> **Objective a**: Rewrite the paragraph of the email excerpt that begins "As I've mentioned in other email" as a short bulleted list, keeping its main facts.

On Thu 19-02-15 06:01:24, Johannes Weiner wrote:
[...]
> Preferrably, we'd get rid of all nofail allocations and replace them
> with preallocated reserves. But this is not going to happen anytime
> soon, so what other option do we have than resolving this on the OOM
> killer side?
As I've mentioned in other email, we might give GFP_NOFAIL allocator
access to memory reserves (by giving it __GFP_HIGH). This is still not a
100% solution because reserves could get depleted but this risk is there
even with multiple oom victims. I would still argue that this would be a
better approach because selecting more victims might hit pathological
case more easily (other victims might be blocked on the very same lock
e.g.).

> **Collected data**:
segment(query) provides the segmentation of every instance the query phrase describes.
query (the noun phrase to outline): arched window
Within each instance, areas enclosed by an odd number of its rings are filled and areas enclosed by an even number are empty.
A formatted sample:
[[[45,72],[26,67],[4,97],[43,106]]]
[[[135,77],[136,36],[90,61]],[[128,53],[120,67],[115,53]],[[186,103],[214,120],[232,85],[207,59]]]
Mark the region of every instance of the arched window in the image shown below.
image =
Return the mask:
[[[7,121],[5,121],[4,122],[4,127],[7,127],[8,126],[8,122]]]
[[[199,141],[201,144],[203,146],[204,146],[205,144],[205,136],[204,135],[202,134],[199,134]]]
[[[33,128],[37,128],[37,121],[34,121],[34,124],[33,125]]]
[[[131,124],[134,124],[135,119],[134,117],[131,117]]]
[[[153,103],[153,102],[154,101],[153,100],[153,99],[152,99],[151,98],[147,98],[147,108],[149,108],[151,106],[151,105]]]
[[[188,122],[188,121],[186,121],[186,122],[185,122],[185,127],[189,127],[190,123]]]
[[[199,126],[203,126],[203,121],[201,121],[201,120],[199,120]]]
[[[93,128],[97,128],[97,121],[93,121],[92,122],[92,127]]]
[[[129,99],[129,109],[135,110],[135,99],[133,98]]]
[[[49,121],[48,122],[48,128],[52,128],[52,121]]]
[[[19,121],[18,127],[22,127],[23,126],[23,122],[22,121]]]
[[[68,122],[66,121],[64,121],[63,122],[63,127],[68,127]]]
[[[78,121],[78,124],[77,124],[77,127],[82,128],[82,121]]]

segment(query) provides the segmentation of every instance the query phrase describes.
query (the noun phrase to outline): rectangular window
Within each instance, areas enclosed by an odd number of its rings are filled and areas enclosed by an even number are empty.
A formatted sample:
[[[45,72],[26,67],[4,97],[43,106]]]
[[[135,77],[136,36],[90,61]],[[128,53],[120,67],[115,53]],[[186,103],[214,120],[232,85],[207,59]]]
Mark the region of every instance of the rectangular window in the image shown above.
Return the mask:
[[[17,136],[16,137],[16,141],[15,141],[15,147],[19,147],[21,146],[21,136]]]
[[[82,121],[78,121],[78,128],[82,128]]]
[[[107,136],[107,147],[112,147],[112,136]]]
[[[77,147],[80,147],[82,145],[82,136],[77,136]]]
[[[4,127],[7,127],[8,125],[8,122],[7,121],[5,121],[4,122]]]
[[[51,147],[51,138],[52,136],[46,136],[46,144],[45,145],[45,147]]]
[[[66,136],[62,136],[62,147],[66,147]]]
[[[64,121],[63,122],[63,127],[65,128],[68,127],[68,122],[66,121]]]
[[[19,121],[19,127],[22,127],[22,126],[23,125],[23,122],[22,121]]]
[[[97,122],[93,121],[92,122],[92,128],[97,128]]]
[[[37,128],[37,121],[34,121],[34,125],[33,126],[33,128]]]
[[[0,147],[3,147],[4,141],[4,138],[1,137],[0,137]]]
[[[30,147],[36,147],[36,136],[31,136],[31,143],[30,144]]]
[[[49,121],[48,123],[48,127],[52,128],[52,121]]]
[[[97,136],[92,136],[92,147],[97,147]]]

> **Objective b**: In the listing, from its start up to and including the line with "[[[78,121],[78,124],[77,124],[77,127],[82,128],[82,121]]]", substitute "round window" for "arched window" and give back only those lines, with everything else unchanged.

> **Complete output a**:
- Proposal: give the GFP_NOFAIL allocator access to memory reserves by giving it __GFP_HIGH.
- Limitation: this is not a 100% solution, because reserves could get depleted.
- The same risk exists with multiple OOM victims.
- It is still argued to be better, because selecting more victims might hit a pathological case more easily (e.g., other victims blocked on the very same lock).

> **Complete output b**:
segment(query) provides the segmentation of every instance the query phrase describes.
query (the noun phrase to outline): round window
Within each instance, areas enclosed by an odd number of its rings are filled and areas enclosed by an even number are empty.
A formatted sample:
[[[45,72],[26,67],[4,97],[43,106]]]
[[[135,77],[136,36],[90,61]],[[128,53],[120,67],[115,53]],[[186,103],[214,120],[232,85],[207,59]]]
Mark the region of every instance of the round window in the image shown below.
image =
Return the mask:
[[[7,121],[5,121],[4,122],[4,127],[7,127],[8,126],[8,122]]]
[[[199,141],[201,144],[203,146],[204,146],[205,144],[205,136],[204,135],[202,134],[199,134]]]
[[[33,128],[37,128],[37,121],[34,121],[34,124],[33,125]]]
[[[131,124],[134,124],[135,119],[134,117],[131,117]]]
[[[153,103],[153,102],[154,101],[153,100],[153,99],[152,99],[151,98],[147,98],[147,108],[149,108],[151,106],[151,105]]]
[[[188,122],[188,121],[186,121],[186,122],[185,122],[185,127],[189,127],[190,123]]]
[[[199,126],[203,126],[203,121],[201,121],[201,120],[199,120]]]
[[[93,128],[97,128],[97,121],[93,121],[92,122],[92,127]]]
[[[129,99],[129,109],[135,110],[135,99],[133,98]]]
[[[49,121],[48,122],[48,128],[52,128],[52,121]]]
[[[19,121],[18,127],[22,127],[23,126],[23,122],[22,121]]]
[[[68,122],[66,121],[64,121],[63,122],[63,127],[68,127]]]
[[[78,121],[78,124],[77,124],[77,127],[82,128],[82,121]]]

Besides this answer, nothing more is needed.